# Start of Records to process

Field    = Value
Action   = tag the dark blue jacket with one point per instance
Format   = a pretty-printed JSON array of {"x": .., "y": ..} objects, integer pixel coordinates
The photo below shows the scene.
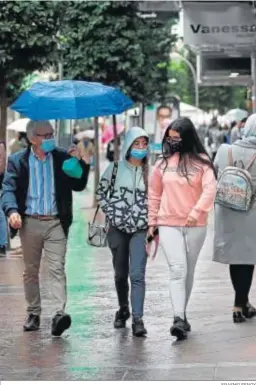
[{"x": 16, "y": 181}]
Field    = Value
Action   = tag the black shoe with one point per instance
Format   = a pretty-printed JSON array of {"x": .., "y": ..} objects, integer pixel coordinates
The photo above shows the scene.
[
  {"x": 179, "y": 329},
  {"x": 2, "y": 251},
  {"x": 138, "y": 328},
  {"x": 32, "y": 323},
  {"x": 238, "y": 317},
  {"x": 249, "y": 311},
  {"x": 60, "y": 323},
  {"x": 187, "y": 325},
  {"x": 122, "y": 315}
]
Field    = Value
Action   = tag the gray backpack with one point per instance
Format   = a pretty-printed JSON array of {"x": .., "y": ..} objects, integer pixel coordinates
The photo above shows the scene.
[{"x": 235, "y": 188}]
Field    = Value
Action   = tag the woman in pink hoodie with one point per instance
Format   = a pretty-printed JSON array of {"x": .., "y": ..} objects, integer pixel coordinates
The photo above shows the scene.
[{"x": 181, "y": 193}]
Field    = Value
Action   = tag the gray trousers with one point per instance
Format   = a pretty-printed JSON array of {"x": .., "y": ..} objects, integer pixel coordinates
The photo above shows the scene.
[
  {"x": 35, "y": 236},
  {"x": 181, "y": 246},
  {"x": 129, "y": 258}
]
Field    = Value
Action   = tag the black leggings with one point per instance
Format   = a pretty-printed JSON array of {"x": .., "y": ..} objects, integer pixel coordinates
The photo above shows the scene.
[{"x": 241, "y": 277}]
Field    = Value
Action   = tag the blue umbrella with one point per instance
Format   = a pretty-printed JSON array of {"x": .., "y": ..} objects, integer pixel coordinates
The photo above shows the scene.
[{"x": 70, "y": 99}]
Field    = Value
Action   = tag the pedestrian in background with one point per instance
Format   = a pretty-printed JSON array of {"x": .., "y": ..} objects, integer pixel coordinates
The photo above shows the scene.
[
  {"x": 37, "y": 198},
  {"x": 181, "y": 194},
  {"x": 237, "y": 131},
  {"x": 126, "y": 213},
  {"x": 3, "y": 222},
  {"x": 234, "y": 236}
]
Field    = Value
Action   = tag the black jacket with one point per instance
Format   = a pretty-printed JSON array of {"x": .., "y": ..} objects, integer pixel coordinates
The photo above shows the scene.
[{"x": 16, "y": 182}]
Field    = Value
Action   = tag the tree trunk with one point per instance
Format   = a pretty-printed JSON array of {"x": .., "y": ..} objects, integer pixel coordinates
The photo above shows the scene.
[
  {"x": 3, "y": 115},
  {"x": 116, "y": 144},
  {"x": 97, "y": 160}
]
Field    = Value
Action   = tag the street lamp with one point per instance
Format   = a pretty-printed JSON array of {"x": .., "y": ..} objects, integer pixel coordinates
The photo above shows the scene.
[{"x": 177, "y": 56}]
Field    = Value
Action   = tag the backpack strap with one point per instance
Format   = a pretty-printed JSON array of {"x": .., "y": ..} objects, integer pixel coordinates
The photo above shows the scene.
[
  {"x": 113, "y": 179},
  {"x": 251, "y": 162},
  {"x": 111, "y": 189},
  {"x": 230, "y": 157}
]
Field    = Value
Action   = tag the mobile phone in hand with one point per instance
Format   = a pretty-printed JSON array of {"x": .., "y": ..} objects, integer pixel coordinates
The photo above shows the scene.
[{"x": 151, "y": 237}]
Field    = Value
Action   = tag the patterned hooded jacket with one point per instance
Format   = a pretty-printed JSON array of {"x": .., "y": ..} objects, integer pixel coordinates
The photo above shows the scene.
[{"x": 127, "y": 208}]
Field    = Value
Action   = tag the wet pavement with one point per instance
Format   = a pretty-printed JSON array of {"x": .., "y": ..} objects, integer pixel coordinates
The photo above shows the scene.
[{"x": 93, "y": 350}]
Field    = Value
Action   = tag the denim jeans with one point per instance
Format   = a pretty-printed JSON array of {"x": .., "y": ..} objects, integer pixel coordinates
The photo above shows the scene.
[
  {"x": 3, "y": 228},
  {"x": 129, "y": 258}
]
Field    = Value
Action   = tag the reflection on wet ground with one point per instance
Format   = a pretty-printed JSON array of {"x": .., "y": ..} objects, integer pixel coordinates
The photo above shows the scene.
[{"x": 93, "y": 350}]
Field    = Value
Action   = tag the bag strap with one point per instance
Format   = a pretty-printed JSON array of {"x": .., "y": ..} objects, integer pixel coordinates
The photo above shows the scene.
[
  {"x": 113, "y": 179},
  {"x": 251, "y": 162},
  {"x": 230, "y": 157},
  {"x": 111, "y": 189}
]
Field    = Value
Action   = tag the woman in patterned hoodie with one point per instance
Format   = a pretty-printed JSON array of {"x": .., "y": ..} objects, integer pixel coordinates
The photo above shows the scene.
[{"x": 126, "y": 213}]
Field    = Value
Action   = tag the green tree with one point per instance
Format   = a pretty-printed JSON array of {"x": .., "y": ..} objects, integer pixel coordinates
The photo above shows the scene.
[
  {"x": 109, "y": 43},
  {"x": 27, "y": 43}
]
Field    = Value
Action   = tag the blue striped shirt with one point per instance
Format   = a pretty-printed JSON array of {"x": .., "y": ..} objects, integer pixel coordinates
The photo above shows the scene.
[{"x": 41, "y": 197}]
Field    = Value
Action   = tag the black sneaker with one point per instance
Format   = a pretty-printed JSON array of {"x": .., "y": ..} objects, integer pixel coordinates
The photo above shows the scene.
[
  {"x": 60, "y": 323},
  {"x": 32, "y": 323},
  {"x": 249, "y": 311},
  {"x": 122, "y": 315},
  {"x": 179, "y": 329},
  {"x": 187, "y": 325},
  {"x": 138, "y": 327},
  {"x": 2, "y": 251}
]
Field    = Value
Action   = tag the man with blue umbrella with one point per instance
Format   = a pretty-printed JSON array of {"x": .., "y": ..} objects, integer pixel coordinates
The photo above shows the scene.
[{"x": 37, "y": 198}]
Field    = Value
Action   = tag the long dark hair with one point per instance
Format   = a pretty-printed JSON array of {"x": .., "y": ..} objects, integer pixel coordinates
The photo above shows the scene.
[{"x": 191, "y": 149}]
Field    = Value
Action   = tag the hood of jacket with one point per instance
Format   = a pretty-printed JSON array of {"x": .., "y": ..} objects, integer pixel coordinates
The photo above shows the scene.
[{"x": 131, "y": 135}]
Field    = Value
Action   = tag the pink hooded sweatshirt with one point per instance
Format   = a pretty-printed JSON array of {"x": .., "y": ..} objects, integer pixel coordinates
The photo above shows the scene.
[{"x": 172, "y": 199}]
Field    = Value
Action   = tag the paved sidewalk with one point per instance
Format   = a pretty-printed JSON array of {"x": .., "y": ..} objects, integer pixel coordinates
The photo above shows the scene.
[{"x": 93, "y": 350}]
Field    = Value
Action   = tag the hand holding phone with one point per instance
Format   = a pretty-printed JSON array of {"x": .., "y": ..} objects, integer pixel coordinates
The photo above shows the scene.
[{"x": 152, "y": 233}]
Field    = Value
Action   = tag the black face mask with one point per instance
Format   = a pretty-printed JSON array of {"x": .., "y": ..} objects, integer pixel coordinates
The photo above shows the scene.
[{"x": 174, "y": 146}]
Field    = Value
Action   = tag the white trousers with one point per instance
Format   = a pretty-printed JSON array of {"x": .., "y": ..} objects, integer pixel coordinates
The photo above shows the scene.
[{"x": 181, "y": 246}]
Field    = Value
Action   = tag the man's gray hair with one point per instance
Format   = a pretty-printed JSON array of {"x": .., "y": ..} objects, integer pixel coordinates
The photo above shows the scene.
[{"x": 36, "y": 125}]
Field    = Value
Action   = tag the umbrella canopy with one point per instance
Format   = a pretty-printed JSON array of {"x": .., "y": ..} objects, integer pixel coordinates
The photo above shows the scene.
[
  {"x": 90, "y": 134},
  {"x": 236, "y": 114},
  {"x": 19, "y": 125},
  {"x": 70, "y": 99},
  {"x": 108, "y": 133}
]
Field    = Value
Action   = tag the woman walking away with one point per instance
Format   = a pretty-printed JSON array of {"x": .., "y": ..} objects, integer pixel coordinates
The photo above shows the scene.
[
  {"x": 181, "y": 194},
  {"x": 126, "y": 213},
  {"x": 234, "y": 242}
]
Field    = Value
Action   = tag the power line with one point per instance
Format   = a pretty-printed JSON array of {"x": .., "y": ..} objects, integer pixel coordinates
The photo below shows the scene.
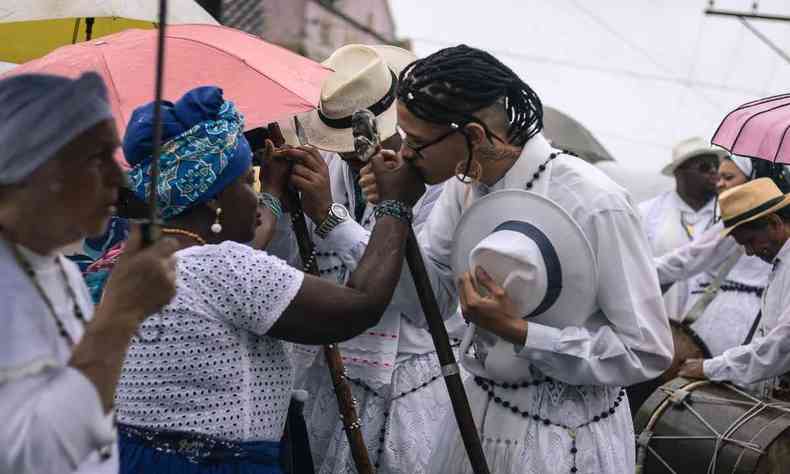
[
  {"x": 613, "y": 71},
  {"x": 638, "y": 49}
]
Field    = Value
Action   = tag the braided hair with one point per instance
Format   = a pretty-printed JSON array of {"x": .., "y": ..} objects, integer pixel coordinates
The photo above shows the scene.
[{"x": 448, "y": 86}]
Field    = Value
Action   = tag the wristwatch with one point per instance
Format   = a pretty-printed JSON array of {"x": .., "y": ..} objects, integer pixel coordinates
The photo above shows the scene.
[{"x": 337, "y": 214}]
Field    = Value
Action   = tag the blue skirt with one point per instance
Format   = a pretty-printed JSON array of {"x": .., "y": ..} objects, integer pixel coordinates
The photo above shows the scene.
[{"x": 150, "y": 452}]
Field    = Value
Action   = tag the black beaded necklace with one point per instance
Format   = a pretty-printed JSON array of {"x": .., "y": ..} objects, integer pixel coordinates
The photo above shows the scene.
[
  {"x": 542, "y": 168},
  {"x": 488, "y": 387},
  {"x": 27, "y": 267}
]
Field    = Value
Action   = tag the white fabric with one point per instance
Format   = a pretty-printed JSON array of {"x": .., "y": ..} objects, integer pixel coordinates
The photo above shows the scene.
[
  {"x": 53, "y": 421},
  {"x": 214, "y": 370},
  {"x": 734, "y": 310},
  {"x": 413, "y": 421},
  {"x": 627, "y": 341},
  {"x": 392, "y": 357},
  {"x": 178, "y": 11},
  {"x": 767, "y": 358},
  {"x": 372, "y": 356},
  {"x": 670, "y": 223}
]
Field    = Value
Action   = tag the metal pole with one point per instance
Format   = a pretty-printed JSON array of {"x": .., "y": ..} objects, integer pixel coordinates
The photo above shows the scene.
[
  {"x": 765, "y": 39},
  {"x": 345, "y": 399},
  {"x": 151, "y": 229}
]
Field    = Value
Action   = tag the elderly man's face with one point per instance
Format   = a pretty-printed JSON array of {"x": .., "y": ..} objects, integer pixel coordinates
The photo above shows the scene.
[
  {"x": 700, "y": 173},
  {"x": 77, "y": 190}
]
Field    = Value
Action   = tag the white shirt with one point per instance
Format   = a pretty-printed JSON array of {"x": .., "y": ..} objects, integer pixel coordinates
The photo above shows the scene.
[
  {"x": 736, "y": 304},
  {"x": 769, "y": 353},
  {"x": 214, "y": 370},
  {"x": 372, "y": 355},
  {"x": 52, "y": 416},
  {"x": 670, "y": 223},
  {"x": 628, "y": 339}
]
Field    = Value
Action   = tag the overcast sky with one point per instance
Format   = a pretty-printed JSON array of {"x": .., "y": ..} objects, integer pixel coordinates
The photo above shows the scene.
[{"x": 641, "y": 74}]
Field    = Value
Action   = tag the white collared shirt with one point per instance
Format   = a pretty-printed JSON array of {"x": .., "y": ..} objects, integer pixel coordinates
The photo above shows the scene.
[
  {"x": 628, "y": 340},
  {"x": 768, "y": 355},
  {"x": 52, "y": 416}
]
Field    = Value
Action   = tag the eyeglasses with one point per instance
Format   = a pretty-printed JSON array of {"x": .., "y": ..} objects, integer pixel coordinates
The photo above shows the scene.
[
  {"x": 703, "y": 167},
  {"x": 417, "y": 149}
]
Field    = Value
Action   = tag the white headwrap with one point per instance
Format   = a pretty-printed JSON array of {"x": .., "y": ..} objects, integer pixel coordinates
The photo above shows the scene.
[
  {"x": 40, "y": 113},
  {"x": 743, "y": 163}
]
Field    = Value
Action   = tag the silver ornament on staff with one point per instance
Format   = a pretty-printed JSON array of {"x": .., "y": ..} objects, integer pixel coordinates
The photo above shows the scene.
[
  {"x": 366, "y": 144},
  {"x": 334, "y": 361}
]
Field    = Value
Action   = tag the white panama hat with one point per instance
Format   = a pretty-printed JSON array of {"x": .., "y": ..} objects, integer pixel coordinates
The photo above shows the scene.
[
  {"x": 535, "y": 250},
  {"x": 365, "y": 77},
  {"x": 691, "y": 148}
]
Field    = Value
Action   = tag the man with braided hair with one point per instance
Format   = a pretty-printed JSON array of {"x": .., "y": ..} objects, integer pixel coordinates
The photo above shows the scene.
[{"x": 469, "y": 120}]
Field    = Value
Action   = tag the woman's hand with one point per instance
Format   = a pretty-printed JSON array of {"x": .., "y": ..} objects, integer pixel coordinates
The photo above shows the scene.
[
  {"x": 275, "y": 169},
  {"x": 492, "y": 309},
  {"x": 692, "y": 369},
  {"x": 311, "y": 177}
]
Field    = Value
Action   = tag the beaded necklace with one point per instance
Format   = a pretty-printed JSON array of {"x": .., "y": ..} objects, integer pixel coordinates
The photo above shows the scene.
[
  {"x": 488, "y": 386},
  {"x": 27, "y": 267},
  {"x": 542, "y": 168}
]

# End of Records to process

== Exercise description ==
Please pull out every line of the records above that contains the word "braided", matching case exactly.

== Solution below ==
Action   = tag the braided hair with one point per instance
Action   = tag the man with braided hair with one point per instance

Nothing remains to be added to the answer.